◆ Material provided
▼
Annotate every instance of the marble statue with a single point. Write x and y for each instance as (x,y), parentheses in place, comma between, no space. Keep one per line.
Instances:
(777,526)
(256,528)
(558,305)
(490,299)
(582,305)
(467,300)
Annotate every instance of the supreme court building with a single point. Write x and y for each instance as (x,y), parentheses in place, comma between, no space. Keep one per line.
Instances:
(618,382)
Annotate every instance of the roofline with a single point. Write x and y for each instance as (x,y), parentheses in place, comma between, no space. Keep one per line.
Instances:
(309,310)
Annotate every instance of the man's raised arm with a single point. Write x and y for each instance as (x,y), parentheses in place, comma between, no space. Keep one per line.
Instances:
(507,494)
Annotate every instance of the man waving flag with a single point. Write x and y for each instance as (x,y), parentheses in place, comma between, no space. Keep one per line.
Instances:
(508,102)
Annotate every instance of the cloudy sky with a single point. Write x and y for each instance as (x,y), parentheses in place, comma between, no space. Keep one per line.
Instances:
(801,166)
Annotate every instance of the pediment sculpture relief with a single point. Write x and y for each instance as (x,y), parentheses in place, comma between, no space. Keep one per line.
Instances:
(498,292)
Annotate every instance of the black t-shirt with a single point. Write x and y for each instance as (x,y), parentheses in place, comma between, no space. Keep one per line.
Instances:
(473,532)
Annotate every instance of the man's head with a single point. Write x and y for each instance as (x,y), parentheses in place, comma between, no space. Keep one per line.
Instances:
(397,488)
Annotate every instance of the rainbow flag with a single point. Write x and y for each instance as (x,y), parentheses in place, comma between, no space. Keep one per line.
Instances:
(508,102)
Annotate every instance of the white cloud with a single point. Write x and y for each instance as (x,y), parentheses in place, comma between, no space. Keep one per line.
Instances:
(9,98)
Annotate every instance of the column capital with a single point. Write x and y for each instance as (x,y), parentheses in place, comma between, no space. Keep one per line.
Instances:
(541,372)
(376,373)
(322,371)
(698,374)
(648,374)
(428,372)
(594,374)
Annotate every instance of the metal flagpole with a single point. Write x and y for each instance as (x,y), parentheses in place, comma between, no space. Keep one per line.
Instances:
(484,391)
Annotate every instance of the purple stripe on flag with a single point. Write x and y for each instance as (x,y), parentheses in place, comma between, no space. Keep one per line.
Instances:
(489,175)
▲
◆ Given instruction
Would you reproduce all the entries exactly?

◆ Response
Annotate every instance of the marble statue with a single point. Write x and y for each instance as (x,y), parentheses in place, comma between, no space. Keep one per line.
Instances:
(777,526)
(256,528)
(558,305)
(490,299)
(582,305)
(467,300)
Annotate every instance of the supreme court building with a single point. Write x and y for each instance as (x,y), parentheses in place, comma between, no space. Keep one per line.
Instances:
(618,382)
Annotate every instance of the roofline with a single point. Write x and y for each instance as (x,y), parentheses in place, comma between, no space. Keep one per line.
Instances:
(309,310)
Annotate every instance of the man's raised arm with a single point. Write x and y for each instance as (x,y), parentheses in place, comma between, no space. Keep one per line.
Instances:
(507,494)
Annotate every instance of the man waving flag with a single point. Write x and y for each instance as (x,y), parentheses in place, comma between, no space. Keep one per line.
Instances:
(508,102)
Annotate every instance of the cloudy sky with a single point. Write x and y for each instance as (x,y), parentheses in place, comma between, no space. Keep one per line.
Instances:
(801,166)
Annotate every instance of the pediment sculpture relief with a single point. Write x and y for each instance as (x,y), parentheses in place, comma between, no space. Keep one per line.
Instances:
(498,292)
Annotate every instance of the black t-shirt with a single point. Write x and y for each instance as (x,y), parentheses in place, comma between, no space. Keep one per line.
Instances:
(473,532)
Annotate every instance of the man's head with a single point. Write x and y for each instance as (x,y), parentheses in place, comma between, no space. Keep one per line.
Instances:
(397,488)
Annotate every instance of the rainbow flag with a single point. Write x and y for each instance as (x,y), parentheses in place, comma between, no space. Keep one per line.
Instances:
(508,102)
Annotate every instance of the white cloud with a single point. Write x and y for each instance as (x,y), parentheses in place, comma between, no space. Keep one per line.
Instances:
(9,98)
Annotate every instance of the column capital with a single point. Write x and y for each instance as (x,y), parentheses in place, comma between, no space. Keep one per line.
Instances:
(541,372)
(376,373)
(322,371)
(698,374)
(648,374)
(428,372)
(594,374)
Annotate every instance of the metal flagpole with a single point. Write x and y for each instance as (x,y), parentheses in place, comma between, no space. Keep one per line.
Instances:
(484,391)
Annotate every instance of the purple stripe on flag with a single point. Write x and y for each instance as (x,y), parentheses in place, comma between, no space. Keep one per line.
Instances:
(489,175)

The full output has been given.